**Passage for review:**
┄┄┄┄┄┄┄┄┄┄

They branded a simple jeans spot “racist.” Sydney Sweeney didn’t flinch—she calls the uproar downright surreal.
Leftist outrage exploded this summer when Sweeney touted “great jeans” in a tongue-in-cheek ad for American Eagle. Critics twisted “genes” into a conspiracy about white supremacy and cried foul.
Behind the noise, the truth was clear: American Eagle’s in-store traffic didn’t crater. Sweeney told GQ the viral rumors of plunging sales were pure fiction lockdown-period press fodder.
“I saw all the talk about visits being down,” she said. “None of it was true. Zero. It didn’t move the needle for me—or the brand.” She stayed focused on filming, barely glanced at her phone, and let the hysteria bubble without her.
American Eagle stood firm. Their statement was unambiguous: “It’s about the jeans. Her jeans. Her story. Great jeans look good on everyone.” No corporate backpedaling. No groveling.
Then out came the big guns. President Donald J. Trump beamed when he learned Sweeney is a registered Republican. “Now I love her ad,” he told reporters. “She’s a Republican? Fantastic.”
Ohio Senator J.D. Vance didn’t hold back, either. On the “Ruthless” podcast he mocked the left’s meltdown: “You have a beautiful all-American girl in a jeans ad, and the radicals scream ‘Nazi.’ Did they miss November 2024?”
Sweeney refuses to play the victim. When asked about the ad’s so-called racial subtext, she was unflappable: “If I want to speak on something real, you’ll hear it from me.”
This saga lays bare two Americas: one side weaponizes outrage to bully a harmless fashion spot; the other side stands tall, refuses to bow, and keeps selling great jeans. Sydney Sweeney—and American Eagle—just proved who’s got the backbone.

┄┄┄┄┄┄┄┄┄┄

**Entries shown:**
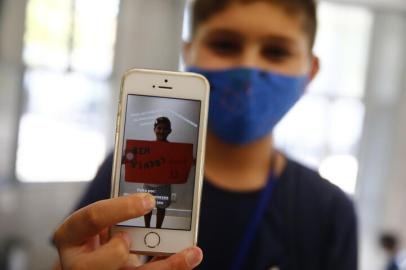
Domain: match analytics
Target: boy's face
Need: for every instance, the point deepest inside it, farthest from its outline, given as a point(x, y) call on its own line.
point(258, 35)
point(162, 132)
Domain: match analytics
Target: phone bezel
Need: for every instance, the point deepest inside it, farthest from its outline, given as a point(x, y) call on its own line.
point(184, 85)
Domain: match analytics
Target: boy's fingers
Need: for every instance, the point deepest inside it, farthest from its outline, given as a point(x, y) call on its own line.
point(112, 255)
point(93, 218)
point(187, 259)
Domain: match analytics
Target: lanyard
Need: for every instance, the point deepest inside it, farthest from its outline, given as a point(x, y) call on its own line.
point(253, 225)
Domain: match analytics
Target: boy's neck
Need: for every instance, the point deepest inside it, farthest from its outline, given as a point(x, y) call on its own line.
point(241, 168)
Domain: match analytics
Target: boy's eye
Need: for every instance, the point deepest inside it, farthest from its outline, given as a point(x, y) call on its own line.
point(275, 53)
point(224, 46)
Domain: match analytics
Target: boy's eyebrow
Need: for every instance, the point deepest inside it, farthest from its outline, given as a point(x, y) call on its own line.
point(225, 33)
point(273, 39)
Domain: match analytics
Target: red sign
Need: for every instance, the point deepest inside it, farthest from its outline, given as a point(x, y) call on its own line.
point(156, 162)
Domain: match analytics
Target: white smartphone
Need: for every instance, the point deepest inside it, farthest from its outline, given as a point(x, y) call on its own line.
point(159, 148)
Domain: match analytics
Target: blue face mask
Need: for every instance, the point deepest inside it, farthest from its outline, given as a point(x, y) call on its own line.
point(246, 104)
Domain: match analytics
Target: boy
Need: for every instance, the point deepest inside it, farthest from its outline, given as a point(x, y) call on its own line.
point(260, 210)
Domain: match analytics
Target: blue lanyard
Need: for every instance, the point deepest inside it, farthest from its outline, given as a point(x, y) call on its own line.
point(253, 226)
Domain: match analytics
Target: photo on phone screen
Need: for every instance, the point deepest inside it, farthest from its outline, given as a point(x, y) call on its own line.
point(159, 157)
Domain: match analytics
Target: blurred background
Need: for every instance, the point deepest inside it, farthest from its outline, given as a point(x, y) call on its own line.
point(60, 66)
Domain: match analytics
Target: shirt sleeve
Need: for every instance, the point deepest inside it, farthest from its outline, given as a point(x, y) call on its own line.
point(342, 237)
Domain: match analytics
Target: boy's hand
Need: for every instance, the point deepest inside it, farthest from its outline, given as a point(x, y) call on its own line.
point(83, 241)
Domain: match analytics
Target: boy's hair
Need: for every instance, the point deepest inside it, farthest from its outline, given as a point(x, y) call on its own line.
point(203, 10)
point(162, 120)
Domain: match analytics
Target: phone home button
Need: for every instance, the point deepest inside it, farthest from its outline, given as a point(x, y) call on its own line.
point(152, 239)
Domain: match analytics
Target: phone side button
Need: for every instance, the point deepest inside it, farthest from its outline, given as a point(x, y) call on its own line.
point(152, 239)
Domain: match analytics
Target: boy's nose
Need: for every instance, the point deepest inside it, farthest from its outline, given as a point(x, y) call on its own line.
point(249, 57)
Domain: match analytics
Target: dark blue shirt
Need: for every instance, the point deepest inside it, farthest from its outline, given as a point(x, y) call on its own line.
point(310, 224)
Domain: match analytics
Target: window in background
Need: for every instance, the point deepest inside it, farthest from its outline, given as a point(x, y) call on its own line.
point(324, 129)
point(68, 53)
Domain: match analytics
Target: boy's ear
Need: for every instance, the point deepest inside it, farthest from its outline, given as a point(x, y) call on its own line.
point(186, 47)
point(315, 66)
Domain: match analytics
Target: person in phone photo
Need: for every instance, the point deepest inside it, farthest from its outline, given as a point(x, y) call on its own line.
point(260, 209)
point(162, 192)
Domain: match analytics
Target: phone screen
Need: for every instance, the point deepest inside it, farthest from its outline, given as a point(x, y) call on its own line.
point(159, 156)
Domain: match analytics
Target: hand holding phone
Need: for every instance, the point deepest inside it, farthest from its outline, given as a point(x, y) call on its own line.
point(83, 239)
point(160, 142)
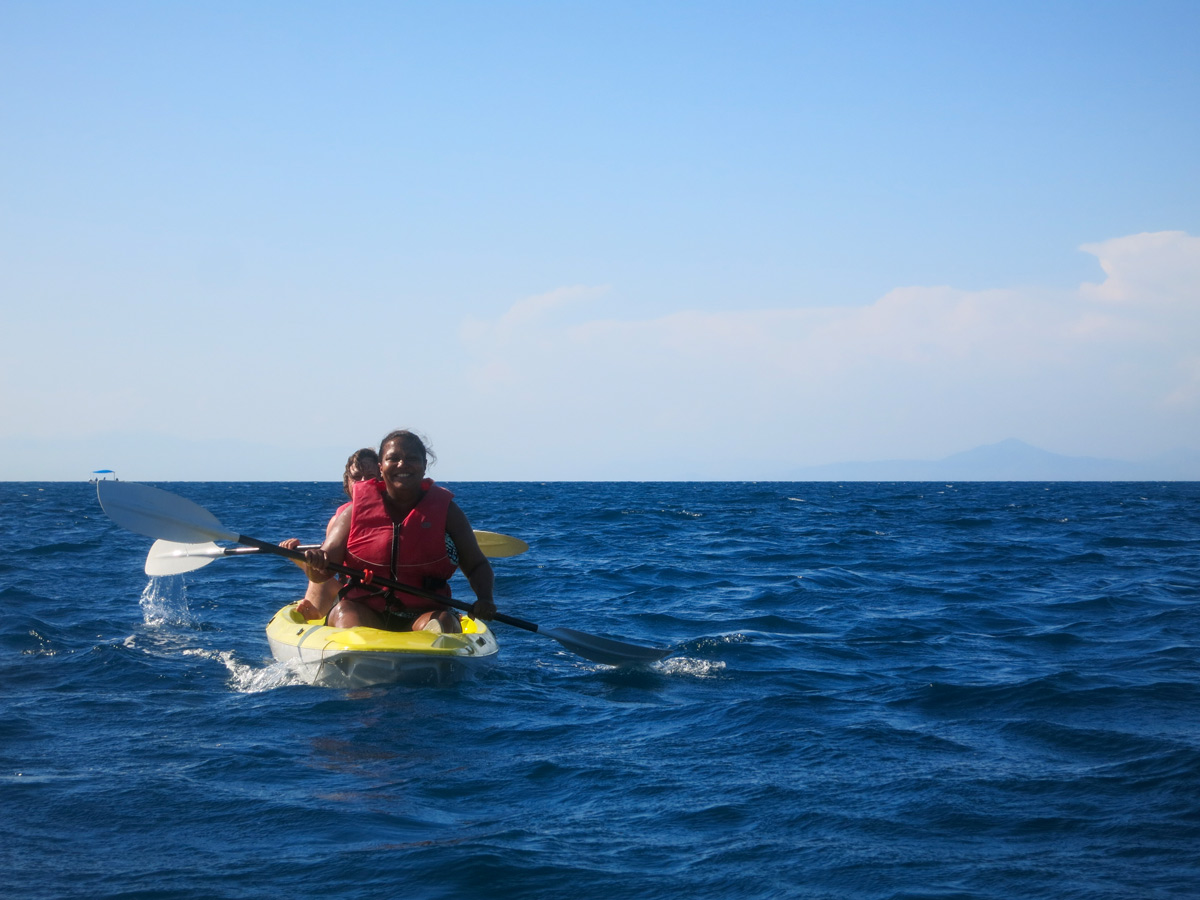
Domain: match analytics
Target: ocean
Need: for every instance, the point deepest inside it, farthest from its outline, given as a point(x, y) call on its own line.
point(875, 690)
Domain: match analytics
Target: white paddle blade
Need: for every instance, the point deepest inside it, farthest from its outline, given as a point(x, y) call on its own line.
point(498, 546)
point(172, 558)
point(160, 514)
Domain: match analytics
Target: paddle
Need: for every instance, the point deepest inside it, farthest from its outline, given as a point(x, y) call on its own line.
point(166, 516)
point(172, 558)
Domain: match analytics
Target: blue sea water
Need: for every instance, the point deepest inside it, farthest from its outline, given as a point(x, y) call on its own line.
point(876, 690)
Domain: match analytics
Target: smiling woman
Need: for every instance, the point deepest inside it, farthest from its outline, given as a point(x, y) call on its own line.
point(406, 528)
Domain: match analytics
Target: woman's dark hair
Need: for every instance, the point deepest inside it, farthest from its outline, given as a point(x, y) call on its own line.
point(413, 439)
point(357, 459)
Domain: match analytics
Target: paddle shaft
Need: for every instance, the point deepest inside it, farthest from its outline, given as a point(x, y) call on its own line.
point(385, 582)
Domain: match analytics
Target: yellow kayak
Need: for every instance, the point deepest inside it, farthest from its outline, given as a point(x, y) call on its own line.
point(361, 657)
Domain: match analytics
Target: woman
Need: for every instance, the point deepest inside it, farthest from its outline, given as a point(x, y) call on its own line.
point(319, 598)
point(406, 528)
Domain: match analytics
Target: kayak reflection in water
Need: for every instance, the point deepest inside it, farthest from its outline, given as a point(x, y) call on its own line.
point(321, 597)
point(406, 528)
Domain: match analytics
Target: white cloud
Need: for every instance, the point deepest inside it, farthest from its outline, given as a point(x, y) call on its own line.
point(1107, 370)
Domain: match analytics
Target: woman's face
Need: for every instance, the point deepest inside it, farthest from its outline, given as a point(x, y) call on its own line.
point(402, 465)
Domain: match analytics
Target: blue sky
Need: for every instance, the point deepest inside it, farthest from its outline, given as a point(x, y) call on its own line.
point(583, 240)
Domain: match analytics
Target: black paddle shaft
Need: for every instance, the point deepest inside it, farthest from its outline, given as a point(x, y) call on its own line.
point(358, 575)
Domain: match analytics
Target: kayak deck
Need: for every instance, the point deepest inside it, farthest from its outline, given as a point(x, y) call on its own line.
point(361, 657)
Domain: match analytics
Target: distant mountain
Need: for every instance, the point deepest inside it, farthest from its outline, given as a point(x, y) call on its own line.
point(1011, 461)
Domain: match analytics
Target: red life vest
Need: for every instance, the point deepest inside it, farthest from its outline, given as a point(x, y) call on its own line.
point(412, 552)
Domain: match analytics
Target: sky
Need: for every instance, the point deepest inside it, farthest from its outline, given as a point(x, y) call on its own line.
point(594, 240)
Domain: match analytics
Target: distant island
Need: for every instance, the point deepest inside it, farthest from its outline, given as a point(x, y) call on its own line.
point(1009, 461)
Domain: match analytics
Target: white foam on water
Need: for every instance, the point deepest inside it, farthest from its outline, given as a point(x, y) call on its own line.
point(691, 667)
point(246, 678)
point(165, 603)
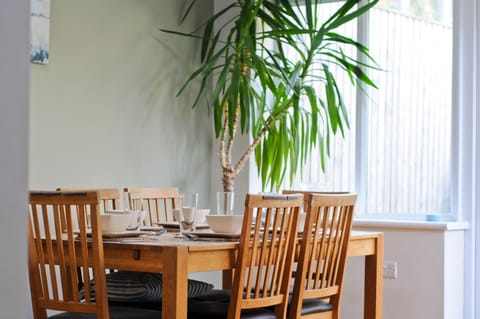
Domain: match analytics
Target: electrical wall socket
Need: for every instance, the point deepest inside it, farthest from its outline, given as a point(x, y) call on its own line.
point(390, 269)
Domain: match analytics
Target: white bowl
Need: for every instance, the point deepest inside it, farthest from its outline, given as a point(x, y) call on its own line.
point(201, 215)
point(231, 224)
point(112, 223)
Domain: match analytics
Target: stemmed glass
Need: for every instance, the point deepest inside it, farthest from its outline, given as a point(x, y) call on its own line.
point(188, 212)
point(133, 205)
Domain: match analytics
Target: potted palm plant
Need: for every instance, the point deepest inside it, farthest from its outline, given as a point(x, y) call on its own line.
point(290, 106)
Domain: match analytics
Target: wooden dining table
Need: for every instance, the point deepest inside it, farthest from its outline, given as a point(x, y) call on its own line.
point(176, 257)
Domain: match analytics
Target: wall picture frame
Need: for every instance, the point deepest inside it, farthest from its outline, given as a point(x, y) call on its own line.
point(40, 31)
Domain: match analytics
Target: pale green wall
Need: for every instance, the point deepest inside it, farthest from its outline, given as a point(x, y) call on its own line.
point(104, 111)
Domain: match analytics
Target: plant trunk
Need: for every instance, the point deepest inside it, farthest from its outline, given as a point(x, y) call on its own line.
point(228, 179)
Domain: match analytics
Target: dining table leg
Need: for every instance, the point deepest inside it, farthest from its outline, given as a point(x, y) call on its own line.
point(175, 283)
point(373, 295)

┄┄┄┄┄┄┄┄┄┄

Print the article about Sydney Sweeney's jeans ad word for word, from "This saga lays" up to and including "got the backbone.". You won't need the listing.

**Expected output:**
This saga lays bare two Americas: one side weaponizes outrage to bully a harmless fashion spot; the other side stands tall, refuses to bow, and keeps selling great jeans. Sydney Sweeney—and American Eagle—just proved who’s got the backbone.